## Yazılı Görev A
Aşağıdaki metinde "Trabzonspor karşılaşmasında tempoyu" ifadesinden "meyvelerini toplamış olacağız." ifadesine kadar olan bölümü, "inanılmaz" sözcüğünü "tehlikeli" ile değiştirerek yeniden yazın.

Trabzonspor karşılaşmasında tempoyu oyunun geneline yayamadığımız gibi maçtan çok fazla düştüğümüz zamanlar oldu. Sanki maçı kazanmış gibi bazen rahat hareket edebiliyoruz. İlk golü şanssız yemenin ardından Trabzonspor'a birden aşk gelmiş gibi inanılmaz ataklar yaptılar ve öne geçebilecek pozisyonları yakaladılar. Serkan Balcı kaleciyle karşı karşıya kaldığında golü atsa bugün çok daha farklı şeyler yazıyor olabilirdim. Galatasaray'ın böylesine üst düzey maçlarda elbette tempoyu üst düzey seviyede koruması imkansız ama maçtan asla düşmemeli. 2-0'dan sonra özellikle Galatasaray savunması sürekli öne çıkmadı denedi ve rakip bizim savunmamızın arkasına attığı toplarla çok etkili oldu. Böylesine tempolu oynayan takım elbette pozisyonlar verecek ama bunları en aza indirdiğimiz dakikada zaten Rijkaard'a duyduğumuz sabırın meyvelerini toplamış olacağız.

## Sağlanan Kayıtlar
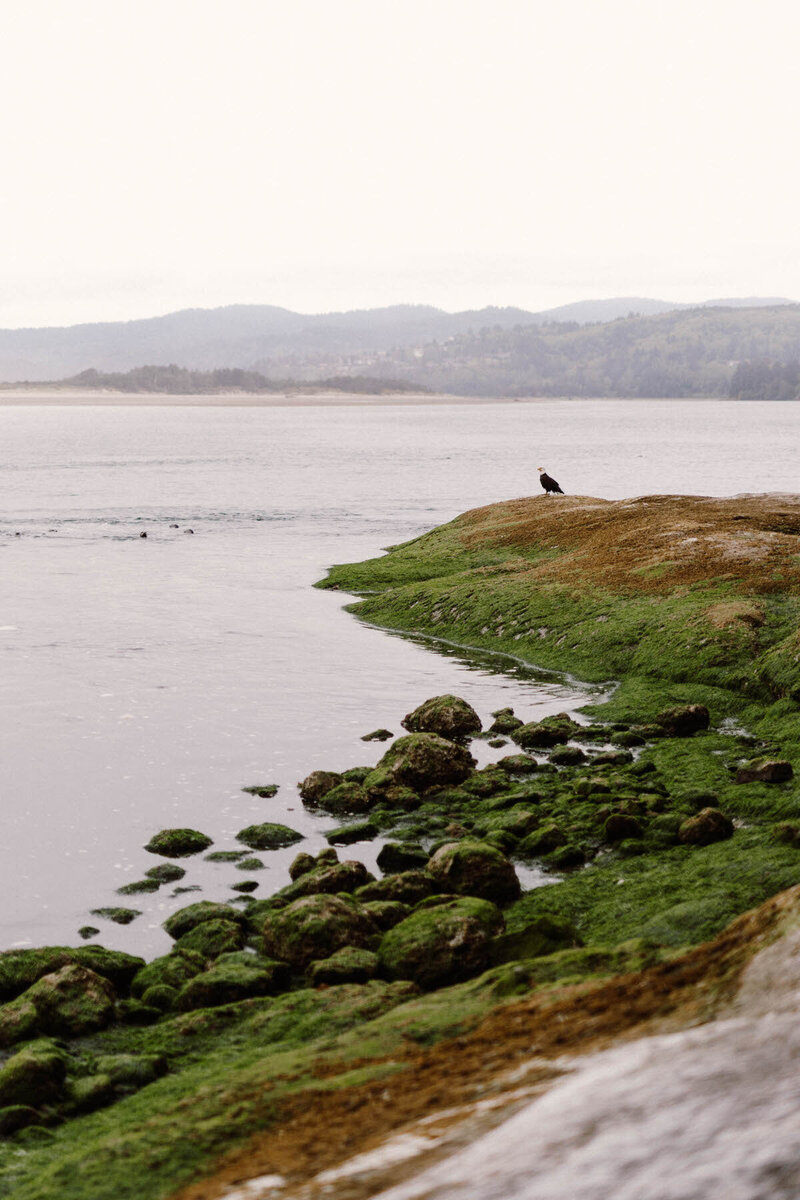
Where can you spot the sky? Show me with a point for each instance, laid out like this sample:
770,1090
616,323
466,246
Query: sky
326,155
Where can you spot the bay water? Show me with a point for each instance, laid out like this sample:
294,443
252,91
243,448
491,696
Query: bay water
145,681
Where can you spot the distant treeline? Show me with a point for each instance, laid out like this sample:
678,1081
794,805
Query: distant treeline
745,353
176,381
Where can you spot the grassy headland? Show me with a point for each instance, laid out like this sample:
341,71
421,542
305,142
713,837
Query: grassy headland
251,1049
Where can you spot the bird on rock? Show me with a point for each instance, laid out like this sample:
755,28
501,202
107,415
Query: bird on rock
548,483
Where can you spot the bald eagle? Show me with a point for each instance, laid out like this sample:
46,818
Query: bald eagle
547,481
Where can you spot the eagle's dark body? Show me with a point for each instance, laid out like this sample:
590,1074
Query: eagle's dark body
549,484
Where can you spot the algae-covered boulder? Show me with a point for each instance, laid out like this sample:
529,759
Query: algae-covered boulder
73,1001
178,843
475,869
268,835
552,731
166,873
20,969
684,720
348,965
185,919
505,721
329,877
347,835
168,971
386,913
130,1072
314,928
35,1075
441,945
401,856
764,771
212,937
709,825
546,935
407,887
314,786
450,717
420,761
233,978
347,797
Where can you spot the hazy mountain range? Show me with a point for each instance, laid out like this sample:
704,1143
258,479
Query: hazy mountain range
286,343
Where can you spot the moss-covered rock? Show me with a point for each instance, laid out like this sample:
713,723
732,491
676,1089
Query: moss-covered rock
407,887
347,797
168,971
504,721
764,771
709,826
178,843
401,856
348,965
185,919
118,915
546,935
349,834
314,928
212,937
552,731
388,913
684,721
32,1077
420,761
475,869
441,945
450,717
268,835
326,879
314,786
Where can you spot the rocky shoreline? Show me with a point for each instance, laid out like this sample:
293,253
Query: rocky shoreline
668,814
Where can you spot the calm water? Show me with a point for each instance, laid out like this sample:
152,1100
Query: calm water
146,681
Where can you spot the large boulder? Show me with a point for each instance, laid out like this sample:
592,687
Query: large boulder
407,887
446,715
178,843
268,835
212,939
420,761
168,971
764,771
475,869
73,1001
314,786
443,943
329,879
32,1077
684,720
551,732
233,978
20,969
709,825
314,928
185,919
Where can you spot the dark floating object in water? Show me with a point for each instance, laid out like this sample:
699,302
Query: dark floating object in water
548,483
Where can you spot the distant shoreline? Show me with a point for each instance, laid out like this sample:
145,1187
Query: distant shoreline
70,397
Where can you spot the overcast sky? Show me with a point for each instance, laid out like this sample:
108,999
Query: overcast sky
338,154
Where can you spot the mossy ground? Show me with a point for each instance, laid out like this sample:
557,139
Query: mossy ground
583,587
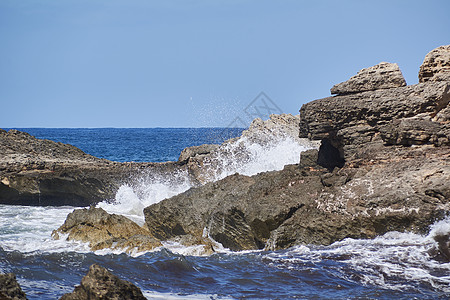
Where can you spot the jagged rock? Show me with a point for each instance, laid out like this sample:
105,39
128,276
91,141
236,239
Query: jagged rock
99,283
42,172
233,153
10,288
351,122
196,150
415,131
382,76
102,230
374,184
238,211
436,65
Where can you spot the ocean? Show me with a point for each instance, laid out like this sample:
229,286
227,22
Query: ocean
395,265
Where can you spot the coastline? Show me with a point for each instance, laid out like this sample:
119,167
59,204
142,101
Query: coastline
383,165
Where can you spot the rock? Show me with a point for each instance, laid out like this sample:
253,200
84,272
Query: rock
99,283
383,165
351,122
382,76
233,153
42,172
196,150
415,131
10,288
102,230
436,65
239,211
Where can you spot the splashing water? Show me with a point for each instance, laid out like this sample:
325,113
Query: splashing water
244,156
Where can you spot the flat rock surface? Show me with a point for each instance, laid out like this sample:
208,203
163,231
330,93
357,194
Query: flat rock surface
99,283
382,76
436,65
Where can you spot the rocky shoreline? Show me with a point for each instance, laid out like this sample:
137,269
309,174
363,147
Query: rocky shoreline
383,165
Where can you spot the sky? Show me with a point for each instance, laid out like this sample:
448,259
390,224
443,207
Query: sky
196,63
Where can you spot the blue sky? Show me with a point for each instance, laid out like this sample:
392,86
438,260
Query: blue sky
188,63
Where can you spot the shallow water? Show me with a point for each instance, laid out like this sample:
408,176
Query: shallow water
395,265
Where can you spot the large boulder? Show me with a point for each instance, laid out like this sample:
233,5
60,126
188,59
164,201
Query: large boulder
99,283
351,122
383,165
42,172
436,65
382,76
10,288
102,230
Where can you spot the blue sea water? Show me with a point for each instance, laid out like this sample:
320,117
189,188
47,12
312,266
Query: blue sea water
396,265
135,144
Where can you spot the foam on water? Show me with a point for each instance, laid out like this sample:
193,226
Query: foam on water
389,261
241,156
28,229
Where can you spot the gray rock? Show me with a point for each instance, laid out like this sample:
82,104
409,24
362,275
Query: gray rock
352,122
10,288
196,150
382,76
43,172
99,283
436,65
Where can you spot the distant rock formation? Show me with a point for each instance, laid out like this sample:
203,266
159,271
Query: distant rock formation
99,283
10,288
102,230
436,65
364,180
383,164
382,76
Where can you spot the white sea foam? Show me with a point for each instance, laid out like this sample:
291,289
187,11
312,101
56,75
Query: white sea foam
387,261
244,156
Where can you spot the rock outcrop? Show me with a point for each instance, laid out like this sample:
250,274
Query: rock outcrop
382,76
43,172
99,283
10,288
436,65
383,165
102,230
208,163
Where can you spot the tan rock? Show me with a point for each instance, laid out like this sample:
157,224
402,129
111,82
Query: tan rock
382,76
102,230
436,65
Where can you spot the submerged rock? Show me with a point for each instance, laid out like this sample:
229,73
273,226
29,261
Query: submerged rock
383,165
10,288
99,283
382,76
436,65
102,230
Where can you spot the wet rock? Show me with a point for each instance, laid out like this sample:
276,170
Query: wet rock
10,288
386,166
234,153
436,65
352,122
196,150
415,131
382,76
99,283
102,230
42,172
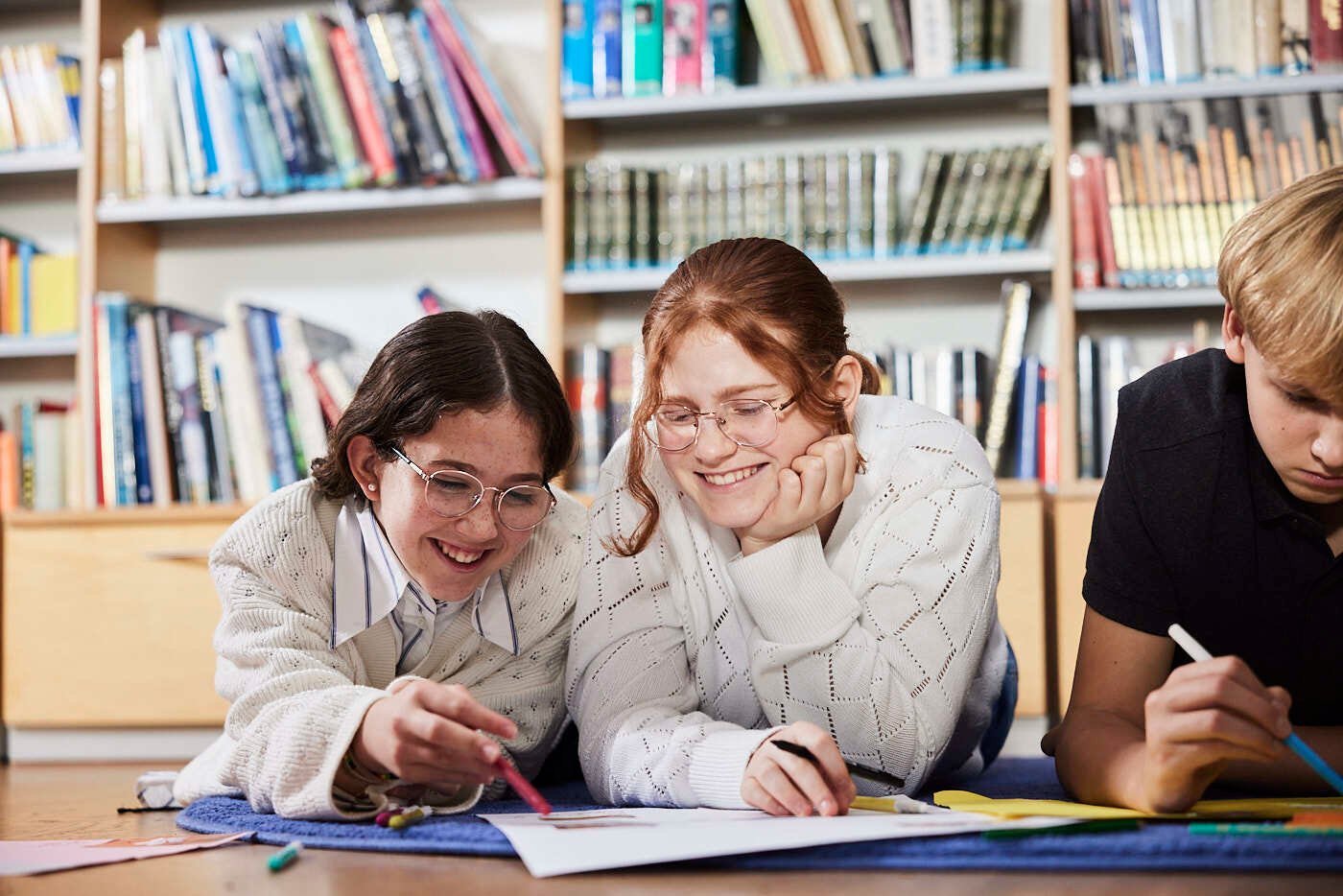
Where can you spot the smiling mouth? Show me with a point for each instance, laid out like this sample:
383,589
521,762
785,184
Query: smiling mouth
731,477
460,557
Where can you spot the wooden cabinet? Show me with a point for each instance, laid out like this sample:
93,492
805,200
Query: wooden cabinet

## Yazılı Görev B
Yukarıdaki kayıtlarda "mouth" sözcüğünün geçtiği her satırı belirleyin ve bu satırları kopyalayın.

## Yazılı Cevap A
Trabzonspor karşılaşmasında tempoyu oyunun geneline yayamadığımız gibi maçtan çok fazla düştüğümüz zamanlar oldu. Sanki maçı kazanmış gibi bazen rahat hareket edebiliyoruz. İlk golü şanssız yemenin ardından Trabzonspor'a birden aşk gelmiş gibi tehlikeli ataklar yaptılar ve öne geçebilecek pozisyonları yakaladılar. Serkan Balcı kaleciyle karşı karşıya kaldığında golü atsa bugün çok daha farklı şeyler yazıyor olabilirdim. Galatasaray'ın böylesine üst düzey maçlarda elbette tempoyu üst düzey seviyede koruması imkansız ama maçtan asla düşmemeli. 2-0'dan sonra özellikle Galatasaray savunması sürekli öne çıkmadı denedi ve rakip bizim savunmamızın arkasına attığı toplarla çok etkili oldu. Böylesine tempolu oynayan takım elbette pozisyonlar verecek ama bunları en aza indirdiğimiz dakikada zaten Rijkaard'a duyduğumuz sabırın meyvelerini toplamış olacağız.

## Yazılı Cevap B
Where can you spot the smiling mouth? Show me with a point for each instance, laid out like this sample:
Query: smiling mouth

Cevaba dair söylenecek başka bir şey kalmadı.